## GIVEN INSTRUCTION
Repeat the lines below verbatim, without altering a single character.

## DATA EXTRACT
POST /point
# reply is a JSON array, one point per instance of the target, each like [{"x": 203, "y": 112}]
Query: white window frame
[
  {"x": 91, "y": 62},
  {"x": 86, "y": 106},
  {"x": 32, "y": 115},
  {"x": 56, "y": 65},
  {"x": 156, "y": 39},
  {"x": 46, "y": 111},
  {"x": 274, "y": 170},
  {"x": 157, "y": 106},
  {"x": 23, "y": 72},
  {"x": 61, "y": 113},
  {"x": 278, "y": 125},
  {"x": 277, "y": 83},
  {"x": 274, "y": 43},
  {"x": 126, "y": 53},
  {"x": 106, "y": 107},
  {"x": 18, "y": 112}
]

## SOLUTION
POST /point
# reply is a JSON array, one point per instance of the target, each like [{"x": 203, "y": 112}]
Query: white window frame
[
  {"x": 91, "y": 62},
  {"x": 86, "y": 106},
  {"x": 32, "y": 115},
  {"x": 56, "y": 65},
  {"x": 156, "y": 39},
  {"x": 46, "y": 111},
  {"x": 274, "y": 170},
  {"x": 157, "y": 106},
  {"x": 23, "y": 72},
  {"x": 61, "y": 113},
  {"x": 278, "y": 125},
  {"x": 277, "y": 83},
  {"x": 274, "y": 43},
  {"x": 126, "y": 53},
  {"x": 106, "y": 107},
  {"x": 18, "y": 112}
]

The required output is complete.